What is being asked ▸
Could you print each of the records below exactly?

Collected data
>>

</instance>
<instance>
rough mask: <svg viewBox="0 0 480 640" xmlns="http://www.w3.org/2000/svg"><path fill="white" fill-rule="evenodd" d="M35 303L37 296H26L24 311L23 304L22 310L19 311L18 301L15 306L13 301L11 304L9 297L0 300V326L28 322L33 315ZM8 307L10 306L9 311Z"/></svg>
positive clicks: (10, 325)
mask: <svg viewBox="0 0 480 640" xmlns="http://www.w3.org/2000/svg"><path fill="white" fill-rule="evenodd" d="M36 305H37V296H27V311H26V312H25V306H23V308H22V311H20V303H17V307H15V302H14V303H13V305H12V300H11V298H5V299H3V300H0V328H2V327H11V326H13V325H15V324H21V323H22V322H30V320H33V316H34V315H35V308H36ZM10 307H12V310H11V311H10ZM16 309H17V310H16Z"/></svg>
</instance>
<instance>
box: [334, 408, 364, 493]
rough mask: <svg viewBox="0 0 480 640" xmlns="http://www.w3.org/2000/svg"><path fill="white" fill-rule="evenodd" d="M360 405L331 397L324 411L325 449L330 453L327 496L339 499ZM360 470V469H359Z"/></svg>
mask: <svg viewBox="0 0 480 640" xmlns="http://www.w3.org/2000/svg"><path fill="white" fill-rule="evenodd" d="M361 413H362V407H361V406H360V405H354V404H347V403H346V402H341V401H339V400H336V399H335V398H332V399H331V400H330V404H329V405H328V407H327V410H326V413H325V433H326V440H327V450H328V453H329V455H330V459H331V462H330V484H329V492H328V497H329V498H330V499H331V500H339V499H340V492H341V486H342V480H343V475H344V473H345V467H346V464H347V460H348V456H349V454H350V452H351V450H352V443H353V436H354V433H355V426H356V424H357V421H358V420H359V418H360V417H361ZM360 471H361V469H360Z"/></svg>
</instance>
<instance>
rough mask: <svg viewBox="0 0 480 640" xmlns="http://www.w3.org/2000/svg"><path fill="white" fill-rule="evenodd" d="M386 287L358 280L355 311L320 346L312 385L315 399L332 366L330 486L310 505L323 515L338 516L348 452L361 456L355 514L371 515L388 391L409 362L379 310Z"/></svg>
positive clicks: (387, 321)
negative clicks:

<<

Reply ▸
</instance>
<instance>
rough mask: <svg viewBox="0 0 480 640" xmlns="http://www.w3.org/2000/svg"><path fill="white" fill-rule="evenodd" d="M35 303L37 296H26L24 311L23 304L22 310L19 311L18 301L15 306L13 301L11 304L9 297L0 300V326L28 322L33 315ZM8 307L10 306L9 311Z"/></svg>
positive clicks: (10, 325)
mask: <svg viewBox="0 0 480 640" xmlns="http://www.w3.org/2000/svg"><path fill="white" fill-rule="evenodd" d="M36 305H37V296H27V311H26V312H25V306H23V308H22V311H20V303H17V307H15V302H14V303H13V305H12V300H11V298H5V299H3V300H0V328H2V327H11V326H13V325H15V324H21V323H22V322H30V320H33V316H34V315H35V308H36ZM10 307H12V310H11V311H10ZM16 309H17V310H16Z"/></svg>
</instance>
<instance>
box: [334, 408, 364, 493]
rough mask: <svg viewBox="0 0 480 640" xmlns="http://www.w3.org/2000/svg"><path fill="white" fill-rule="evenodd" d="M360 405L331 397L324 411L325 449L330 453L327 496L339 499ZM360 470V469H359Z"/></svg>
mask: <svg viewBox="0 0 480 640" xmlns="http://www.w3.org/2000/svg"><path fill="white" fill-rule="evenodd" d="M361 413H362V407H361V406H360V405H354V404H347V403H346V402H341V401H339V400H336V399H335V398H332V399H331V400H330V404H329V405H328V407H327V410H326V413H325V433H326V440H327V450H328V453H329V455H330V459H331V462H330V484H329V492H328V497H329V498H330V499H331V500H339V499H340V492H341V486H342V480H343V475H344V473H345V467H346V464H347V460H348V456H349V454H350V452H351V450H352V443H353V436H354V433H355V426H356V424H357V421H358V420H359V418H360V417H361ZM360 471H361V469H360Z"/></svg>
</instance>
<instance>
rough mask: <svg viewBox="0 0 480 640" xmlns="http://www.w3.org/2000/svg"><path fill="white" fill-rule="evenodd" d="M386 287L358 280L355 311L320 346L312 385L315 399L332 366L330 486L310 505L323 515L338 516L348 452L361 456L355 514L371 515L388 391L409 362L379 310Z"/></svg>
positive clicks: (387, 321)
negative clicks:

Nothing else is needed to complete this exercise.